* _PROBLEM REQUIREMENTS_
From the essay on the Geico commercial, extract the passage that begins at the words "I’m not saying" and stops after "balls from rims.".

* _PASSAGE FOR REVIEW_

+ + + + +

I’m not saying it’s the best Geico commercial of all time.
After all, there’s the cave man series, the gecko, the camel announcing hump day and the one recently called back from retirement in which NBA great Dikembe Mutombo rejects groceries from carts like he did balls from rims.
Still, “Aunt Infestation” (search for it on the internet) is what the sports folks call an instant classic.
It opens with a couple mostly taking a moment to rest on a couch in their new home that’s fine but for one thing: “We have aunts.”
And though I’ll return to that scene, for the moment Aunt Bonnie is calling me.
Because the entry for annoying in the World Internet Dictionary should be a clip of Aunt Bonnie as she stands by the open refrigerator door reading food labels and shouting “Ex-PIE-yerd! Ex-PIE-yerd! Ex-PIE-yerd!”
It’s not only that she seems to have retired from a career of prosecuting people who tear off their mattress tags.
It’s that the inescapable voice makes me think her homicide will be the first test case that reaches the Ohio Supreme Court regarding the legislature’s recently passed stand-your-ground law.
And if the statute doesn’t save the defendant, the insanity defense will be a lock.
In truth, though, Aunt Bonnie may be less disrespectful to the new home owners than Aunt 2, the one who interrupts the couple’s rest to tell them, “It’s a lot of house, I hope you can keep it clean.”
Because although Bonnie damns the couple for a minor infraction, it’s already happened.
Aunt 2′s tone of voice carries the presumption that the clean-cut couple will fail to clean their house in way that will leave it, their souls both sinful and unclean. It also leaves one suspecting that she’ll think up some reason to drop by for quarterly inspections.
The commercial’s drama peaks when the aunt who sucker-punches Teddy in the opening scene by telling him “you’re slouching again” passes him on the upstairs landing and asks whether he’s received her friend request.

+ + + + +

* _Natural-language object grounding data_
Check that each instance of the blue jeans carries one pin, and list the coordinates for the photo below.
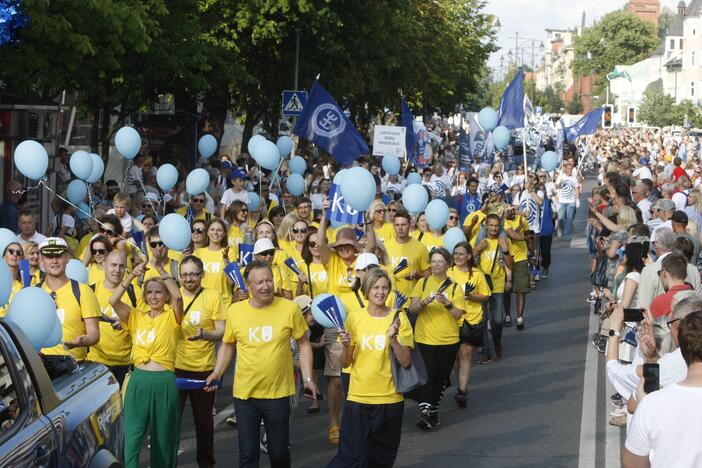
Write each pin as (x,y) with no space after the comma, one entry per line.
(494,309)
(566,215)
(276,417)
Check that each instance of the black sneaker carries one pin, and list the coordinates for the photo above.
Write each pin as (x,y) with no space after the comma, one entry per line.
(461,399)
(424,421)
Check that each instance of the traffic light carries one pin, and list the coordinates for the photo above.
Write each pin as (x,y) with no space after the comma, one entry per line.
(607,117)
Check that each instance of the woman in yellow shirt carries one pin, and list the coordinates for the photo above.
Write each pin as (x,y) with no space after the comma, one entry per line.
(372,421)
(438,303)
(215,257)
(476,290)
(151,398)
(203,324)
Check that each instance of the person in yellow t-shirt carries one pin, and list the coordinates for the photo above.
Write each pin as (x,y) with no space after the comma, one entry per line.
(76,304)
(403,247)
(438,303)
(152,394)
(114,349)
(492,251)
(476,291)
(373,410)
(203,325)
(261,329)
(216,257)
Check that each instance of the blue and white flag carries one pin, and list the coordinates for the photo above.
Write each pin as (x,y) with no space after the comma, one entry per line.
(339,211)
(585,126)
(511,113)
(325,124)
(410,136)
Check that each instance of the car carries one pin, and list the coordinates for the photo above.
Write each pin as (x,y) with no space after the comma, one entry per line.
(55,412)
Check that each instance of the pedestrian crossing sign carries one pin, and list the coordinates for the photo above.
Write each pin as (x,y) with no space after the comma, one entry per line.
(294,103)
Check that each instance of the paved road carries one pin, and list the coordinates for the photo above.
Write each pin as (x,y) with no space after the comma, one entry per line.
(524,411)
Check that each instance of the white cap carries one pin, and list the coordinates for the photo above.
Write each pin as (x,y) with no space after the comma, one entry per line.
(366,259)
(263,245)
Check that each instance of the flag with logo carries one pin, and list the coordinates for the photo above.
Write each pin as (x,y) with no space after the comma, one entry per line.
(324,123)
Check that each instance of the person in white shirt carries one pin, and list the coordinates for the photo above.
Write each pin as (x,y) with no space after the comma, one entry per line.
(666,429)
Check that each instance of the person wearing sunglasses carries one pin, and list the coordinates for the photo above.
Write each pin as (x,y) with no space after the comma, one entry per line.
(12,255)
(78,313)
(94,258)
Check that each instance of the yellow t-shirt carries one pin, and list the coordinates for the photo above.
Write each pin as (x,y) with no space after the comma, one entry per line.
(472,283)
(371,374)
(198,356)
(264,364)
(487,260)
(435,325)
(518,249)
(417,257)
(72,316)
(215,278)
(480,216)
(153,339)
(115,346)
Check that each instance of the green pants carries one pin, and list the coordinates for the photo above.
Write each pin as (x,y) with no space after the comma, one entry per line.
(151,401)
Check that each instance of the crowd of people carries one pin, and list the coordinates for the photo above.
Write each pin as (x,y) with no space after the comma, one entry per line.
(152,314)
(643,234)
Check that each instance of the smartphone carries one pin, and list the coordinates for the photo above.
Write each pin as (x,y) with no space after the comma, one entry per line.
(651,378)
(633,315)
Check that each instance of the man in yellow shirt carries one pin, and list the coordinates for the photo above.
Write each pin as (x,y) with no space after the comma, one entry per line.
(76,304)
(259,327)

+ + + + +

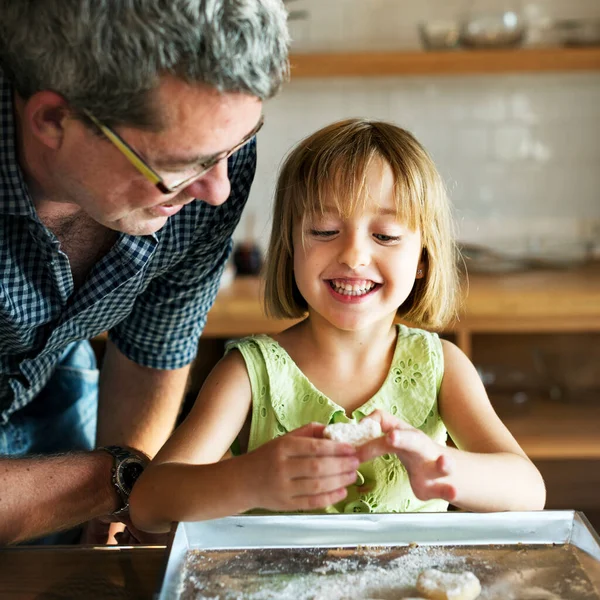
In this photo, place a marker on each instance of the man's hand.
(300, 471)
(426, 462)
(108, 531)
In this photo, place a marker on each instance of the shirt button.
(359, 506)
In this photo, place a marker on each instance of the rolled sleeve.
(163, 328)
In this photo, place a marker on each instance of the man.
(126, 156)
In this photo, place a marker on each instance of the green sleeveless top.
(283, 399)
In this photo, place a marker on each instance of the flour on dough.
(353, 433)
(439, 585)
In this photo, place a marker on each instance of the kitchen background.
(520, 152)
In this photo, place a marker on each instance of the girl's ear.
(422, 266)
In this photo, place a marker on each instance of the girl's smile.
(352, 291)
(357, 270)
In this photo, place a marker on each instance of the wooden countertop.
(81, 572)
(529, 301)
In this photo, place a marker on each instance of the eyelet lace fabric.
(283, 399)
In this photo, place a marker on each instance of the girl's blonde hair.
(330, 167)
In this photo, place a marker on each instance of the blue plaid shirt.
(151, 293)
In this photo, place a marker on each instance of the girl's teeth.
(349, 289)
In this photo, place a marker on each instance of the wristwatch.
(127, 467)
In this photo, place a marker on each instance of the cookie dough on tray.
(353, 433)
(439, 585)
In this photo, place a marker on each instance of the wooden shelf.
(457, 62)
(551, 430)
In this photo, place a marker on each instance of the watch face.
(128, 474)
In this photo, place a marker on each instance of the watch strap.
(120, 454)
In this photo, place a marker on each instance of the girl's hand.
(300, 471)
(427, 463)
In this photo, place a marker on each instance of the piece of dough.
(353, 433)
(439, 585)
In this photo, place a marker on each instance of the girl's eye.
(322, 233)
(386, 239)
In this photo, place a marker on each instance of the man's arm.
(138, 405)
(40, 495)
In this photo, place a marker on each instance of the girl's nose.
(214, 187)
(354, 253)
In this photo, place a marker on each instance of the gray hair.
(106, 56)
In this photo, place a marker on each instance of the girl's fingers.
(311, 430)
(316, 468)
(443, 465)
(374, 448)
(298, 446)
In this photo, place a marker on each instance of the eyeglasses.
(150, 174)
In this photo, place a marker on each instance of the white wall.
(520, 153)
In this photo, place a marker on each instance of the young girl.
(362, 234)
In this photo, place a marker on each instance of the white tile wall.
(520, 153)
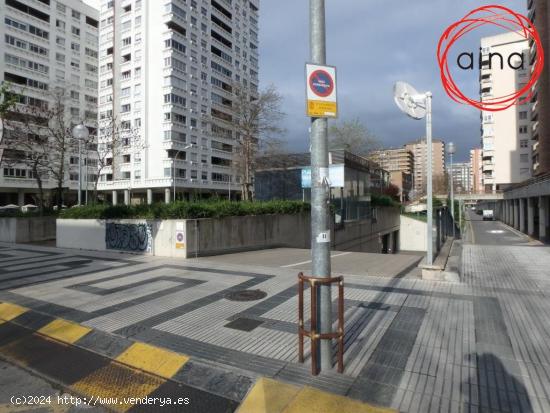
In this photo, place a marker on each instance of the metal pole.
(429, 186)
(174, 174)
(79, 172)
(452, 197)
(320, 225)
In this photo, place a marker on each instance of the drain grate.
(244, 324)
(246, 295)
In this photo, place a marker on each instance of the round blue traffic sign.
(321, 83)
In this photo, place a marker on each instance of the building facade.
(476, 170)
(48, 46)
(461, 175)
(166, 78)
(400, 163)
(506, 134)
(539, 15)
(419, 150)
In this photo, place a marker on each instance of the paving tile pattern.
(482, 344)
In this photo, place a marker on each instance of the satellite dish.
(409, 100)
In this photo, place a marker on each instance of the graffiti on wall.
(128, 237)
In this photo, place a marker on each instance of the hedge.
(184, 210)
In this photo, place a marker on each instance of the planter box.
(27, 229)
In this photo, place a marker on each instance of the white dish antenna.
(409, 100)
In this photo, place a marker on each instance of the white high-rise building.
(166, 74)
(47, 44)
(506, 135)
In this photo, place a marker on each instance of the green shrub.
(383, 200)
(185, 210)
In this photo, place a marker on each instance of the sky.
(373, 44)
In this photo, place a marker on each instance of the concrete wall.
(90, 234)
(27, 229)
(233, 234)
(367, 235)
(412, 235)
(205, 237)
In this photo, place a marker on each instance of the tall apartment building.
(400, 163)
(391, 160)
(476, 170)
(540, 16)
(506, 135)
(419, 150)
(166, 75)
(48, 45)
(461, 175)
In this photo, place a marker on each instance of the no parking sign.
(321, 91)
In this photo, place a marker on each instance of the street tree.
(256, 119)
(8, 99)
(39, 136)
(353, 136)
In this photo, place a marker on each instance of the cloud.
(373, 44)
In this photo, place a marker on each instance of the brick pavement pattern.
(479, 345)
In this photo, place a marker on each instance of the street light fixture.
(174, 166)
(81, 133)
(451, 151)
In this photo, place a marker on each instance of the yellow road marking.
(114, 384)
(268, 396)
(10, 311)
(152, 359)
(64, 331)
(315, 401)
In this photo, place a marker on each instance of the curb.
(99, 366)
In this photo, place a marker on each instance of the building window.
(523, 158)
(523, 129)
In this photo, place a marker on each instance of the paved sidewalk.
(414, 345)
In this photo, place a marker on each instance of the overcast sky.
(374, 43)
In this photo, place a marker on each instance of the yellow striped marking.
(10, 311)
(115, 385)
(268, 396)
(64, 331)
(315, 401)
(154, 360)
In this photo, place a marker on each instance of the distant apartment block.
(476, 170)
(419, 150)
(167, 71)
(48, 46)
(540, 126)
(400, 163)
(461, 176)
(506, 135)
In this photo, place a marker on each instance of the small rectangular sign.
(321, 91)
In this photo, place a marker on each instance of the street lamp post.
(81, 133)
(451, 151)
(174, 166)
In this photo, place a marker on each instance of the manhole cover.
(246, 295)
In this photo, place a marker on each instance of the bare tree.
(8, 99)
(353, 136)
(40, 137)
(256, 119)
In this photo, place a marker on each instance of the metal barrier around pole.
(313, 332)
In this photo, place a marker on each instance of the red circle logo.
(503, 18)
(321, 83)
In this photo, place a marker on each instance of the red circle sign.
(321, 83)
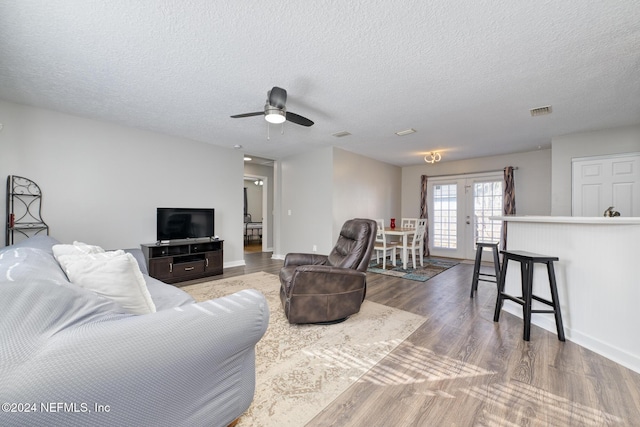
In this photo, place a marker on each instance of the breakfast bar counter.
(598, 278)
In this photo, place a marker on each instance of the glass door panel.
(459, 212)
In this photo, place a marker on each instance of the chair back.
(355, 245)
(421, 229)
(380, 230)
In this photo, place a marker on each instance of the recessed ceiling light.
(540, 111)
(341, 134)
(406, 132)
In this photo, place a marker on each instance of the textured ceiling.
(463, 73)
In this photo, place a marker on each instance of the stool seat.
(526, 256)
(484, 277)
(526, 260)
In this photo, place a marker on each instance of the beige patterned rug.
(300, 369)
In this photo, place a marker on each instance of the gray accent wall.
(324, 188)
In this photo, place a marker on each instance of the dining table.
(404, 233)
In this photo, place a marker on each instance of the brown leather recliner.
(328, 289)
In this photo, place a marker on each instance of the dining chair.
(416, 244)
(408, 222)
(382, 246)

+ + + + +

* _RESPONSE TO THE EXERCISE_
I’m not saying it’s the best Geico commercial of all time.
After all, there’s the cave man series, the gecko, the camel announcing hump day and the one recently called back from retirement in which NBA great Dikembe Mutombo rejects groceries from carts like he did balls from rims.